- THE TASK
Keep to one stretch of the data below, the lines from the one with "Target: small stone" up to and including the one with "point: one pixel per instance, each like <point>398,188</point>.", and return that stretch exactly.

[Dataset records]
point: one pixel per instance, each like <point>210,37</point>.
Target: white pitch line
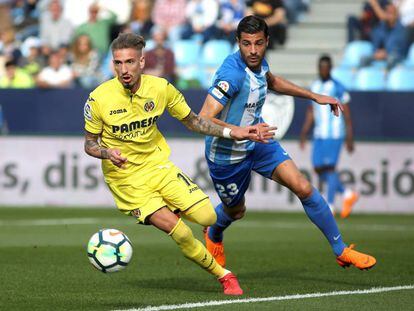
<point>245,223</point>
<point>54,222</point>
<point>296,225</point>
<point>275,298</point>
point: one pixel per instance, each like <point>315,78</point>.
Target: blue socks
<point>215,233</point>
<point>334,185</point>
<point>315,207</point>
<point>319,213</point>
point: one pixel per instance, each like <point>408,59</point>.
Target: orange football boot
<point>230,285</point>
<point>352,257</point>
<point>215,249</point>
<point>348,203</point>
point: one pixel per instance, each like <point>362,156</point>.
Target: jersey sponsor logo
<point>117,111</point>
<point>250,105</point>
<point>87,111</point>
<point>149,106</point>
<point>129,127</point>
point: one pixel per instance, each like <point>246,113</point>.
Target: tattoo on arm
<point>93,148</point>
<point>197,124</point>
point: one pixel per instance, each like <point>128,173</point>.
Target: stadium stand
<point>400,79</point>
<point>369,79</point>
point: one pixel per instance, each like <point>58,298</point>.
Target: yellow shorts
<point>163,185</point>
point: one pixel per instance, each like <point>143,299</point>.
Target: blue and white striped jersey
<point>327,126</point>
<point>242,92</point>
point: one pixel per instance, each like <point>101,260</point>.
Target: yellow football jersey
<point>128,122</point>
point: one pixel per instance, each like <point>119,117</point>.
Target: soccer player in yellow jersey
<point>120,122</point>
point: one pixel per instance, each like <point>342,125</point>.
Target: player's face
<point>128,64</point>
<point>253,48</point>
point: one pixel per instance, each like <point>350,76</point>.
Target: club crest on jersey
<point>149,106</point>
<point>136,213</point>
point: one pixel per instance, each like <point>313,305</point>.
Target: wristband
<point>226,133</point>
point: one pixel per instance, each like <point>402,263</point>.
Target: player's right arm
<point>94,149</point>
<point>93,130</point>
<point>307,124</point>
<point>211,108</point>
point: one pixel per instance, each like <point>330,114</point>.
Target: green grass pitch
<point>44,266</point>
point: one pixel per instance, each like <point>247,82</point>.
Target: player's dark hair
<point>251,25</point>
<point>325,58</point>
<point>128,41</point>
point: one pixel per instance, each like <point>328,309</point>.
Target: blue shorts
<point>326,152</point>
<point>231,181</point>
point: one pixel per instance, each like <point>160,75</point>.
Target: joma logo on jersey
<point>118,111</point>
<point>128,127</point>
<point>149,106</point>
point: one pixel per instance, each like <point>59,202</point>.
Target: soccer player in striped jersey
<point>329,134</point>
<point>236,99</point>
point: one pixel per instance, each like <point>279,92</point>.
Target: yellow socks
<point>194,250</point>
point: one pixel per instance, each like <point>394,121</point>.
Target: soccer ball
<point>109,250</point>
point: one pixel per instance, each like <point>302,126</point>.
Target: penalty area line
<point>275,298</point>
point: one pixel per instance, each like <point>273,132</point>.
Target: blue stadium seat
<point>214,52</point>
<point>410,57</point>
<point>355,52</point>
<point>186,52</point>
<point>369,79</point>
<point>187,55</point>
<point>401,79</point>
<point>344,75</point>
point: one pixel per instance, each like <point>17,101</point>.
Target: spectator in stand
<point>8,44</point>
<point>99,30</point>
<point>85,63</point>
<point>406,11</point>
<point>170,15</point>
<point>55,30</point>
<point>295,9</point>
<point>141,22</point>
<point>56,74</point>
<point>360,27</point>
<point>201,18</point>
<point>231,13</point>
<point>32,61</point>
<point>25,18</point>
<point>274,14</point>
<point>15,78</point>
<point>389,36</point>
<point>160,61</point>
<point>5,16</point>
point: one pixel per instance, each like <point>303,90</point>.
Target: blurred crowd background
<point>65,43</point>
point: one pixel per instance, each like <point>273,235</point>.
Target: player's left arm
<point>349,140</point>
<point>204,126</point>
<point>283,86</point>
<point>212,107</point>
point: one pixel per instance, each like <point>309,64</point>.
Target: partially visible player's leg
<point>231,182</point>
<point>315,206</point>
<point>325,155</point>
<point>213,235</point>
<point>319,213</point>
<point>193,249</point>
<point>202,213</point>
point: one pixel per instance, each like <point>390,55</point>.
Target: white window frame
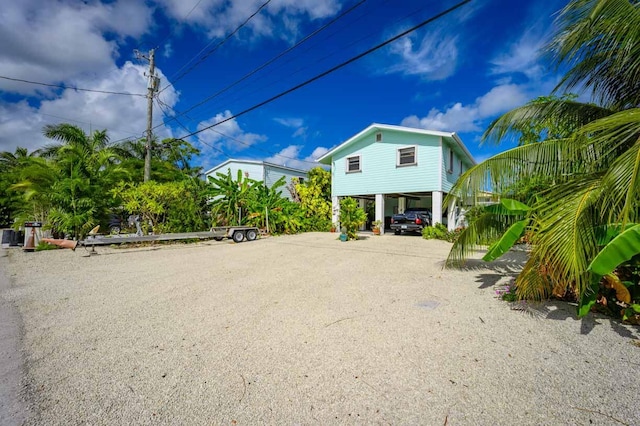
<point>415,156</point>
<point>346,163</point>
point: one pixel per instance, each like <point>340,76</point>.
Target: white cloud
<point>54,41</point>
<point>301,131</point>
<point>469,118</point>
<point>219,17</point>
<point>290,122</point>
<point>290,157</point>
<point>227,136</point>
<point>434,57</point>
<point>122,116</point>
<point>522,56</point>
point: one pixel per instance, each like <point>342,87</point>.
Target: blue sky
<point>455,74</point>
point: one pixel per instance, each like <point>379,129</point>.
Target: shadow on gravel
<point>561,311</point>
<point>510,265</point>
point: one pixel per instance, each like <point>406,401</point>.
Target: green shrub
<point>440,232</point>
<point>351,217</point>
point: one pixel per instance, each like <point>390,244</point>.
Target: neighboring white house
<point>269,173</point>
<point>391,168</point>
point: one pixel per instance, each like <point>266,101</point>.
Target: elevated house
<point>269,173</point>
<point>391,168</point>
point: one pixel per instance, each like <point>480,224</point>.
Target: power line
<point>71,87</point>
<point>353,43</point>
<point>210,52</point>
<point>162,108</point>
<point>270,61</point>
<point>161,103</point>
<point>335,68</point>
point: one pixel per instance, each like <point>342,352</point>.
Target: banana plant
<point>503,222</point>
<point>617,251</point>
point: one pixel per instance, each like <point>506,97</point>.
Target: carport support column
<point>335,212</point>
<point>452,217</point>
<point>402,204</point>
<point>380,211</point>
<point>436,205</point>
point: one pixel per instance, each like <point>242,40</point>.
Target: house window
<point>450,170</point>
<point>407,156</point>
<point>353,164</point>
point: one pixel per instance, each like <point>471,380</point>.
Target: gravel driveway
<point>306,329</point>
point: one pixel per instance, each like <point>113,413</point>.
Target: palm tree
<point>72,178</point>
<point>594,169</point>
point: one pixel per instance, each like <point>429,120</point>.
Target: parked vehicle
<point>412,220</point>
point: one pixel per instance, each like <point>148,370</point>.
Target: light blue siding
<point>272,173</point>
<point>380,173</point>
<point>450,175</point>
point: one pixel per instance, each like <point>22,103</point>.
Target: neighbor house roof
<point>256,162</point>
<point>326,158</point>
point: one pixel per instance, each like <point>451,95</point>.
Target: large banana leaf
<point>507,241</point>
<point>620,249</point>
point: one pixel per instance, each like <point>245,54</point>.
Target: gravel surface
<point>306,329</point>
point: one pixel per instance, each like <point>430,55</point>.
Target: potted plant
<point>375,227</point>
<point>343,234</point>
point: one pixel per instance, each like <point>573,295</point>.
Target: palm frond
<point>598,40</point>
<point>562,112</point>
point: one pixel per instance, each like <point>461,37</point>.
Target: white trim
<point>415,156</point>
<point>346,163</point>
<point>441,163</point>
<point>377,126</point>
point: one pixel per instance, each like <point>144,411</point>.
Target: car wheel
<point>251,235</point>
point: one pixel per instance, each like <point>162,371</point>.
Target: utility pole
<point>152,87</point>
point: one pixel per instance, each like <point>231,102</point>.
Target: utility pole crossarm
<point>151,89</point>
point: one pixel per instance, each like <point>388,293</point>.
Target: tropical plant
<point>230,198</point>
<point>315,198</point>
<point>165,207</point>
<point>594,167</point>
<point>352,217</point>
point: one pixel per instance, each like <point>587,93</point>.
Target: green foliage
<point>315,198</point>
<point>165,207</point>
<point>500,225</point>
<point>619,250</point>
<point>587,155</point>
<point>231,198</point>
<point>508,239</point>
<point>437,232</point>
<point>352,217</point>
<point>43,246</point>
<point>440,232</point>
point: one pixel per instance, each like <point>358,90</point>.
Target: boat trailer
<point>236,233</point>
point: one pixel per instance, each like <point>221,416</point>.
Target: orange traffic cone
<point>62,243</point>
<point>31,242</point>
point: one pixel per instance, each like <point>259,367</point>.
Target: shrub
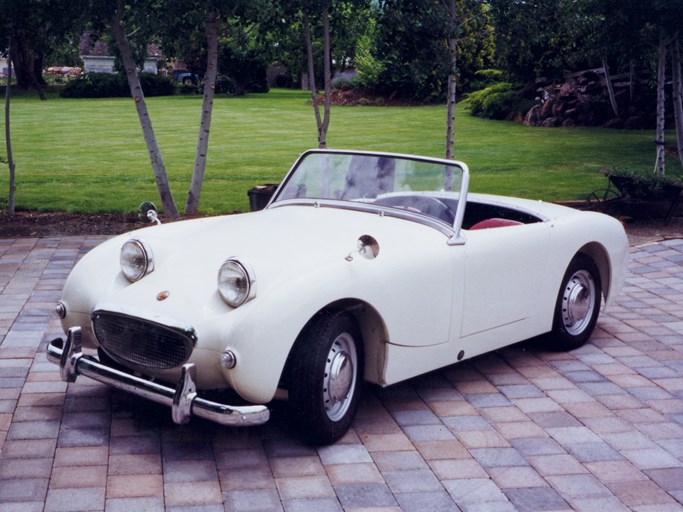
<point>156,85</point>
<point>498,101</point>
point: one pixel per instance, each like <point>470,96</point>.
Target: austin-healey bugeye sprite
<point>363,266</point>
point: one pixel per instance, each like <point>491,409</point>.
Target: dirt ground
<point>47,224</point>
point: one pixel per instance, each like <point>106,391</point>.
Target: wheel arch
<point>599,255</point>
<point>373,332</point>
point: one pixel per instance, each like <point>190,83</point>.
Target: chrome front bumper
<point>183,400</point>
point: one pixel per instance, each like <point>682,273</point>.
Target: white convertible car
<point>363,267</point>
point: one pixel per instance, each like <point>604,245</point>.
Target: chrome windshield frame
<point>453,232</point>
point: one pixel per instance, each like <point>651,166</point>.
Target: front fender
<point>267,328</point>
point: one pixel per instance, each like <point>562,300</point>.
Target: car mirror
<point>147,212</point>
<point>367,247</point>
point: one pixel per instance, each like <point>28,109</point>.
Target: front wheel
<point>325,374</point>
<point>577,306</point>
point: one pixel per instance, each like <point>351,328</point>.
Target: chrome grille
<point>142,343</point>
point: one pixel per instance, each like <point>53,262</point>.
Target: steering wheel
<point>426,205</point>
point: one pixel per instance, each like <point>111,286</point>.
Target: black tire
<point>325,372</point>
<point>578,305</point>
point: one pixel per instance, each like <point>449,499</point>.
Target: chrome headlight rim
<point>239,289</point>
<point>134,271</point>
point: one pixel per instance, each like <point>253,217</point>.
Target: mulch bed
<point>46,224</point>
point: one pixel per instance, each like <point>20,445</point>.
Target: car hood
<point>281,245</point>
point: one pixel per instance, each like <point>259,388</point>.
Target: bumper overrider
<point>183,400</point>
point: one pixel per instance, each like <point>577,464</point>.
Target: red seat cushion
<point>495,223</point>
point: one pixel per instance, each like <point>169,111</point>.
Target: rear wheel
<point>578,304</point>
<point>325,373</point>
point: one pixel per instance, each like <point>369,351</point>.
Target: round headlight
<point>236,283</point>
<point>136,260</point>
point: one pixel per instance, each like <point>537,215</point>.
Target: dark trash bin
<point>260,195</point>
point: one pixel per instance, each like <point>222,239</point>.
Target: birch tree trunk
<point>192,204</point>
<point>8,141</point>
<point>661,78</point>
<point>677,94</point>
<point>610,87</point>
<point>452,86</point>
<point>322,121</point>
<point>145,121</point>
<point>327,69</point>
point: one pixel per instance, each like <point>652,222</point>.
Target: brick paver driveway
<point>600,428</point>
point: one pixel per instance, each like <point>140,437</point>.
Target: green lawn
<point>89,155</point>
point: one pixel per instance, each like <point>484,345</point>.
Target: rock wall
<point>583,100</point>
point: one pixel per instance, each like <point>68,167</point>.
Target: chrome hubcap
<point>578,302</point>
<point>339,380</point>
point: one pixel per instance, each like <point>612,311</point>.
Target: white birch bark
<point>610,88</point>
<point>8,141</point>
<point>322,120</point>
<point>452,85</point>
<point>192,204</point>
<point>677,94</point>
<point>155,157</point>
<point>661,78</point>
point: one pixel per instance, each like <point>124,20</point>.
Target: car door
<point>504,270</point>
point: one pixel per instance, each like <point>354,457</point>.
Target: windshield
<point>413,185</point>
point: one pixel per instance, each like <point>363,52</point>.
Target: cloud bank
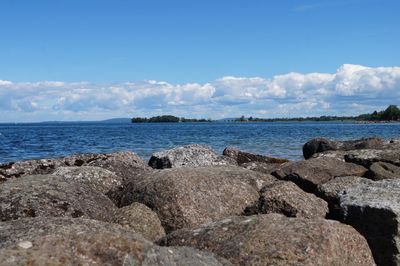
<point>353,89</point>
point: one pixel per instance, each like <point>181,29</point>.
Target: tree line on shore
<point>391,113</point>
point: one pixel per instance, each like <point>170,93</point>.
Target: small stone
<point>25,244</point>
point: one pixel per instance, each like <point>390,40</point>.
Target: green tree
<point>391,113</point>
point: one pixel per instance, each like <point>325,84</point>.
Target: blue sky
<point>57,57</point>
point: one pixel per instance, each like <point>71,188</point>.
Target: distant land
<point>391,113</point>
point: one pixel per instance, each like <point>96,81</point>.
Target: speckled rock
<point>331,191</point>
<point>124,164</point>
<point>310,173</point>
<point>188,197</point>
<point>188,156</point>
<point>367,157</point>
<point>374,209</point>
<point>140,219</point>
<point>47,195</point>
<point>99,179</point>
<point>242,157</point>
<point>288,199</point>
<point>322,144</point>
<point>273,239</point>
<point>266,168</point>
<point>63,241</point>
<point>381,170</point>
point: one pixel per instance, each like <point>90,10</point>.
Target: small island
<point>167,119</point>
<point>390,114</point>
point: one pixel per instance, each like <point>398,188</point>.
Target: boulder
<point>65,241</point>
<point>140,219</point>
<point>367,157</point>
<point>331,191</point>
<point>242,157</point>
<point>381,170</point>
<point>51,196</point>
<point>318,145</point>
<point>310,173</point>
<point>273,239</point>
<point>288,199</point>
<point>374,209</point>
<point>266,168</point>
<point>188,197</point>
<point>188,156</point>
<point>124,164</point>
<point>99,179</point>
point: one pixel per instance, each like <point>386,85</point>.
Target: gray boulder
<point>188,197</point>
<point>331,191</point>
<point>51,196</point>
<point>124,164</point>
<point>381,170</point>
<point>374,209</point>
<point>266,168</point>
<point>318,145</point>
<point>288,199</point>
<point>308,174</point>
<point>140,219</point>
<point>188,156</point>
<point>242,157</point>
<point>273,239</point>
<point>99,179</point>
<point>367,157</point>
<point>63,241</point>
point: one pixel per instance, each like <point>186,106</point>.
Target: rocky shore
<point>192,206</point>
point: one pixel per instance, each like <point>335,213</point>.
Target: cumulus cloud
<point>352,89</point>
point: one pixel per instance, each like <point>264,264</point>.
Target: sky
<point>97,59</point>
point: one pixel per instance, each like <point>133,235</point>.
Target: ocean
<point>280,139</point>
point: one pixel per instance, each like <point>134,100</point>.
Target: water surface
<point>33,141</point>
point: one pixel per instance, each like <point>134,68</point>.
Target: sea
<point>279,139</point>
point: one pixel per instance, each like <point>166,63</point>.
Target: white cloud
<point>351,89</point>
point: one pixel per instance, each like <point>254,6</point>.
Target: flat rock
<point>273,239</point>
<point>188,197</point>
<point>318,145</point>
<point>65,241</point>
<point>188,156</point>
<point>373,209</point>
<point>124,164</point>
<point>99,179</point>
<point>288,199</point>
<point>242,157</point>
<point>308,174</point>
<point>331,191</point>
<point>266,168</point>
<point>140,219</point>
<point>381,170</point>
<point>367,157</point>
<point>51,196</point>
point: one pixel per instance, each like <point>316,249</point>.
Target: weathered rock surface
<point>47,195</point>
<point>61,241</point>
<point>367,157</point>
<point>242,157</point>
<point>310,173</point>
<point>266,168</point>
<point>99,179</point>
<point>288,199</point>
<point>318,145</point>
<point>140,219</point>
<point>380,171</point>
<point>124,164</point>
<point>188,197</point>
<point>188,156</point>
<point>374,209</point>
<point>331,191</point>
<point>273,239</point>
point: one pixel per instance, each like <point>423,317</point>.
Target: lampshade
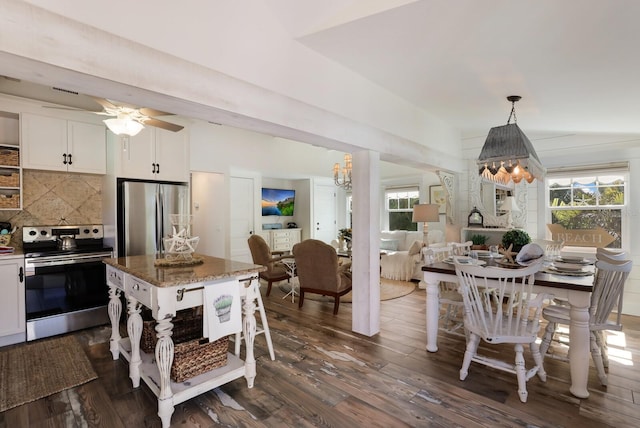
<point>124,126</point>
<point>426,212</point>
<point>508,154</point>
<point>510,204</point>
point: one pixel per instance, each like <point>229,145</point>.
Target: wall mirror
<point>488,196</point>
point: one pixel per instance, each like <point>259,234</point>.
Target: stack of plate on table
<point>570,266</point>
<point>466,261</point>
<point>485,254</point>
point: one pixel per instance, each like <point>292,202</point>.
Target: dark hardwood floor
<point>325,375</point>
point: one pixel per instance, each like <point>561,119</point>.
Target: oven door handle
<point>37,263</point>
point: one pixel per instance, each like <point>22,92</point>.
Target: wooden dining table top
<point>581,283</point>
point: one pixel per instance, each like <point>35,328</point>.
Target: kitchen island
<point>165,290</point>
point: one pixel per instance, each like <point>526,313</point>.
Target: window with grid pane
<point>588,202</point>
<point>399,206</point>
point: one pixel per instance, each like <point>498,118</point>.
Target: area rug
<point>389,289</point>
<point>38,369</point>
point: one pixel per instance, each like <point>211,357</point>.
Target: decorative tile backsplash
<point>51,198</point>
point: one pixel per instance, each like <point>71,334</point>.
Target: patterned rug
<point>38,369</point>
<point>389,289</point>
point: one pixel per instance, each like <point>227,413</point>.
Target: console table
<point>166,290</point>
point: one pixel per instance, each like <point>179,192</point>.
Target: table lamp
<point>425,213</point>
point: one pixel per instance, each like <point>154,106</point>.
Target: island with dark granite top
<point>166,290</point>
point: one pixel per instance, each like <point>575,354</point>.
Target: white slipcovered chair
<point>608,290</point>
<point>461,248</point>
<point>497,318</point>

- WRITTEN RESPONSE
Target: small stone
<point>25,244</point>
point: one pixel per instance, each like <point>390,40</point>.
Target: green tree
<point>391,113</point>
point: one pixel per instance, each like <point>325,84</point>.
Target: blue sky
<point>57,57</point>
point: one pixel per instance, each like <point>71,188</point>.
Target: distant land
<point>391,113</point>
point: one pixel per instance, each like <point>96,81</point>.
Target: speckled rock
<point>331,191</point>
<point>124,164</point>
<point>310,173</point>
<point>188,197</point>
<point>188,156</point>
<point>367,157</point>
<point>374,209</point>
<point>140,219</point>
<point>47,195</point>
<point>99,179</point>
<point>242,157</point>
<point>288,199</point>
<point>322,144</point>
<point>273,239</point>
<point>266,168</point>
<point>63,241</point>
<point>381,170</point>
point: one pixel per instance, each like <point>90,10</point>.
Target: small island
<point>167,119</point>
<point>390,114</point>
point: one pixel per instance, each like <point>398,188</point>.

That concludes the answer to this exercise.